▸ **Assigned task**
Answer these questions about the zero-interest-rate investing excerpt below:
1. Until at least what year did Fed Chairman Ben Bernanke say the low-return condition would exist?
2. In what year does the excerpt say large blue chips were safe and cheap?
3. Which traditional dividend stocks does the excerpt say yield-seeking investors have pushed up?

▸ **Document excerpt**
══════════

We can debate how effective the Fed's Zero Interest Rate Policy (ZIRP) has been, but one thing is unquestionable: Those who rely on income from investments that are cautious and conservative have been brutally punished.

Traditional safe income havens like Federally Insured Certificates of Deposit and Treasury bills offer a minuscule return. It is not possible to retire and live off the interest earned on your savings unless you have several millions stashed away. Even then the return from conservative savings options will not provide a very luxurious retirement.

And according to Fed Chairman Ben Bernanke this condition will exist until at least 2015.

That's why in a ZIRP environment, savers must become investors.

To earn a decent return you have had to consider investments like stocks, bonds and real estate that require a deeper knowledge and risk tolerance than savings-oriented accounts. People with little or no investment experience or knowledge have turned to the stock market to earn the return necessary to fund their lifestyle and living expenses.

That idea might be frightening to life-long savers, but it doesn't have to be. Here's a strategy for finding high-yield investments in the Fed's ZIRP world.

Finding High Yield Investments

The first thing you have to do is sift through the bad advice from Wall Street.

Right now all of the advertising from Wall Street firms and the talking heads in the financial media is about buying solid, blue chip dividend-paying stocks to provide your income needs.

This is indeed wonderful advice, provided you were giving it back in 2009 when large blue chips were safe and cheap.

Yield-seeking investors have pushed up shares of traditional dividend stocks like the drug companies, electric utilities, and large oil companies. Dividend-paying blue chips are a great story and an easy thing to sell but are probably not the right strategy for most income seeking investors right now.

══════════

▸ **Provided data**

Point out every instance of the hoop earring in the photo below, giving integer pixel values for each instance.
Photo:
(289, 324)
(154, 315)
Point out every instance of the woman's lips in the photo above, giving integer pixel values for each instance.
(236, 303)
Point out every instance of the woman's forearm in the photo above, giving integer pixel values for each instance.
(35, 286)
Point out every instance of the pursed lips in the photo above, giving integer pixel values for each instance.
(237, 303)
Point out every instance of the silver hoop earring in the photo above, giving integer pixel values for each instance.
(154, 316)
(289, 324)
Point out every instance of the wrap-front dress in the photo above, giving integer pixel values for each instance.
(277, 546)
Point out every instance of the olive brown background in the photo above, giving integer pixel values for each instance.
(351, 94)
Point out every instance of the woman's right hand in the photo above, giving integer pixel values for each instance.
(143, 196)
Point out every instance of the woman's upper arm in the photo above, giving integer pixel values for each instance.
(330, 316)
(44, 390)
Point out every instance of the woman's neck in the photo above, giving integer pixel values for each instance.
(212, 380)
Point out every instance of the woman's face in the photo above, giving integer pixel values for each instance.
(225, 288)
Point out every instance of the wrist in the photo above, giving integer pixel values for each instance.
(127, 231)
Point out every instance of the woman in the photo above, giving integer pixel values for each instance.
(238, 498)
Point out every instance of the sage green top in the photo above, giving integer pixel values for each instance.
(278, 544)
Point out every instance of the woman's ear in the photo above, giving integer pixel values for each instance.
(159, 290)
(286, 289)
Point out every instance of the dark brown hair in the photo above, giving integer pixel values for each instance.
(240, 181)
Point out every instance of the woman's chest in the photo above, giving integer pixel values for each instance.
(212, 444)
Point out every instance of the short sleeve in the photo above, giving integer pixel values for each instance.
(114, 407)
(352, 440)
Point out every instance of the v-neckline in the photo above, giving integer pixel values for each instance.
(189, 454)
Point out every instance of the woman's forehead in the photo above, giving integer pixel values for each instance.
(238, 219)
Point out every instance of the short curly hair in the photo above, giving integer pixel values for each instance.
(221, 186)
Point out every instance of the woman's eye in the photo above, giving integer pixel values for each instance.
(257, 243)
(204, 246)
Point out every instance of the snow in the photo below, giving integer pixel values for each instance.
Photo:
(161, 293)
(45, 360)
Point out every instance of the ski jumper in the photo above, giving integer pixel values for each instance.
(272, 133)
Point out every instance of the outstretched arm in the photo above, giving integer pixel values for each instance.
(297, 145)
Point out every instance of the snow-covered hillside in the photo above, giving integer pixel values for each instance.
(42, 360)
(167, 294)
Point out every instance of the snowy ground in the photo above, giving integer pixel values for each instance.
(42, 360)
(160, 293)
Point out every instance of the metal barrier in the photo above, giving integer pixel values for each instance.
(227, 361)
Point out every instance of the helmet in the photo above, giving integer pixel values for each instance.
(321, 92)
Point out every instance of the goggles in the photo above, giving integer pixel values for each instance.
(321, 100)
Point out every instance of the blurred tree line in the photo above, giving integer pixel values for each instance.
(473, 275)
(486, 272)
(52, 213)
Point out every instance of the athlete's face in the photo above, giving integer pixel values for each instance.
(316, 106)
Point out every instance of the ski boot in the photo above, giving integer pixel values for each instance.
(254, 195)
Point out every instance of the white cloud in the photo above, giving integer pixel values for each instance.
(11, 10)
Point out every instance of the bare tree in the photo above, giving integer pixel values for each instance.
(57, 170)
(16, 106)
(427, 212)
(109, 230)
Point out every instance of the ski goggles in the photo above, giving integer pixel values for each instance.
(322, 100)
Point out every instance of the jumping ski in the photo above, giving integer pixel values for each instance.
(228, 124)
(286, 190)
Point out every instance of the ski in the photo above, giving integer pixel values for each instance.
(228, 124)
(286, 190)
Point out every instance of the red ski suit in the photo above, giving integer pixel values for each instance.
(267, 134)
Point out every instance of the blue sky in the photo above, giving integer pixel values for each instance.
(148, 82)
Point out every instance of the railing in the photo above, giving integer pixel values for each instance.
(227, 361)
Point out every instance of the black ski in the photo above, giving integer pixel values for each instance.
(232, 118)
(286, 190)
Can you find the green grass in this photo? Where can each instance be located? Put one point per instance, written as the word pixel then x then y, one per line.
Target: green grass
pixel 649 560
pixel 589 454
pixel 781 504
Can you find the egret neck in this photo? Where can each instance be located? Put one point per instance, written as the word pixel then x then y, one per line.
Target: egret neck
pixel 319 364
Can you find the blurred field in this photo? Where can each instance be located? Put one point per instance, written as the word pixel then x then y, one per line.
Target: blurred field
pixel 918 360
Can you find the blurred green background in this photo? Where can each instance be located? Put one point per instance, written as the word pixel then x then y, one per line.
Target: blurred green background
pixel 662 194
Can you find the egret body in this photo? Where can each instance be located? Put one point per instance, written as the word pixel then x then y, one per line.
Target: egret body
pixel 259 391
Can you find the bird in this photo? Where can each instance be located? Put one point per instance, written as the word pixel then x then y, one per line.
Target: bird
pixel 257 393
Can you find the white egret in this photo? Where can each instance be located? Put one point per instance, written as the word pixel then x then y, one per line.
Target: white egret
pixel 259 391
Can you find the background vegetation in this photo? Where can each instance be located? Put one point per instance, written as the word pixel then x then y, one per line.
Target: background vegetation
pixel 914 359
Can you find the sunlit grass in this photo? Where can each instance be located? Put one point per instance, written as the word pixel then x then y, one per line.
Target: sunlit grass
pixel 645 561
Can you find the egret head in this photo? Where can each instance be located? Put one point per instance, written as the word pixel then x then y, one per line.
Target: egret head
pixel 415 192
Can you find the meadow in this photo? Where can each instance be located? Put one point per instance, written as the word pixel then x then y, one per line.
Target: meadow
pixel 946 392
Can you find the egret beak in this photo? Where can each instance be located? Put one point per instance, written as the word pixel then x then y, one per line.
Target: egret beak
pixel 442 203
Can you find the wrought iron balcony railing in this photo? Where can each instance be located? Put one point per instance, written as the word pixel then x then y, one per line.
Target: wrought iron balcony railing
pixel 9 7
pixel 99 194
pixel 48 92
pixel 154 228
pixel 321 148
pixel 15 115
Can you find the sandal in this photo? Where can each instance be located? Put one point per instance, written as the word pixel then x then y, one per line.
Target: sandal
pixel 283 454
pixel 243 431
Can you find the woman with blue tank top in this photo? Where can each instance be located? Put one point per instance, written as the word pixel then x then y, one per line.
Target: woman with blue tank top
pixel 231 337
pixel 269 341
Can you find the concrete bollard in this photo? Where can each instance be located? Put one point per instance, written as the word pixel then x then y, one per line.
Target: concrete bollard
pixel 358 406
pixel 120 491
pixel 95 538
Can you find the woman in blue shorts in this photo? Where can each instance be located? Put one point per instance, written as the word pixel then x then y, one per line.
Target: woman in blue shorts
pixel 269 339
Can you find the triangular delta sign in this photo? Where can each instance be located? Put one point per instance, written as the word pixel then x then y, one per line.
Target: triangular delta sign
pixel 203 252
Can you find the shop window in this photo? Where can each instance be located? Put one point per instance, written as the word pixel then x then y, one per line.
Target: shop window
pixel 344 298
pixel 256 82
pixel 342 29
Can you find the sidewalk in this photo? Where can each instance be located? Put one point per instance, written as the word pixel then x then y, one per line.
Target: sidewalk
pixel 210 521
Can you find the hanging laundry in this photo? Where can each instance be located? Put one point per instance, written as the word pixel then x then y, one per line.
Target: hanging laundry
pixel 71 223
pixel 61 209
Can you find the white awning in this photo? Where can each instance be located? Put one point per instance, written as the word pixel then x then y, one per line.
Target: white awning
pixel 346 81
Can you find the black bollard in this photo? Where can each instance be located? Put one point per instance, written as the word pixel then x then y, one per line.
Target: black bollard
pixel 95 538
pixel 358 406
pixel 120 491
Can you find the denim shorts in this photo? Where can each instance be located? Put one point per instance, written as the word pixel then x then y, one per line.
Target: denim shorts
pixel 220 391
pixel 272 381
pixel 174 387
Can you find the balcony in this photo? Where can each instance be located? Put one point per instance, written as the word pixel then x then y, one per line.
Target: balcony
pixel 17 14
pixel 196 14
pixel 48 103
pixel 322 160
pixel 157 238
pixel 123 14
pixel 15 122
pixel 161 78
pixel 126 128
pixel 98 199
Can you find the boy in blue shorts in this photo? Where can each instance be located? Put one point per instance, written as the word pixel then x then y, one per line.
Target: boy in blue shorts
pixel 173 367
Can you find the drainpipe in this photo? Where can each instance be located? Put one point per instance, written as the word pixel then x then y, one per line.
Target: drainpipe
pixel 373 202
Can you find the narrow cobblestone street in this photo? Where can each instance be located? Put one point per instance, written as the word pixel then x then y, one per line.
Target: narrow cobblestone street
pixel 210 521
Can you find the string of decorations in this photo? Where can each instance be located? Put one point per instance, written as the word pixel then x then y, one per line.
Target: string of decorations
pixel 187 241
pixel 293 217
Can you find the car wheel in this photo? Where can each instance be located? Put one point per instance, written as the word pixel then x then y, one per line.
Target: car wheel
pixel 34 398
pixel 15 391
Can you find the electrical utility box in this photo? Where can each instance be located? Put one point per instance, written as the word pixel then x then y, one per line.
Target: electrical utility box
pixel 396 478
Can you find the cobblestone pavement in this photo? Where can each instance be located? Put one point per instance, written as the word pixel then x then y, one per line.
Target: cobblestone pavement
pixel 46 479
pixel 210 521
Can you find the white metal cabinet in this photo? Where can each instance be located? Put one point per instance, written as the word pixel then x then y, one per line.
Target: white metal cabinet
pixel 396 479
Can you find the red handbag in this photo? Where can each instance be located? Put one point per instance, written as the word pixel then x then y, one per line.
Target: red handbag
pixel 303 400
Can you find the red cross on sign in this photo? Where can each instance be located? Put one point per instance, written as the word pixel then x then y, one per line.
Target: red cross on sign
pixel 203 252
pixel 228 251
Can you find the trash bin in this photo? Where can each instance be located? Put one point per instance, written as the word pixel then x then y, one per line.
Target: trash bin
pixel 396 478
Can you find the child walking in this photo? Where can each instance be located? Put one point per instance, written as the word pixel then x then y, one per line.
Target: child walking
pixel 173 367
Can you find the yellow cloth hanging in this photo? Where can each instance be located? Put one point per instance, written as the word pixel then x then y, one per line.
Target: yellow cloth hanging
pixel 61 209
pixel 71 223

══════════

▸ **Response to the exercise**
1. 2015
2. 2009
3. Drug companies, electric utilities, and large oil companies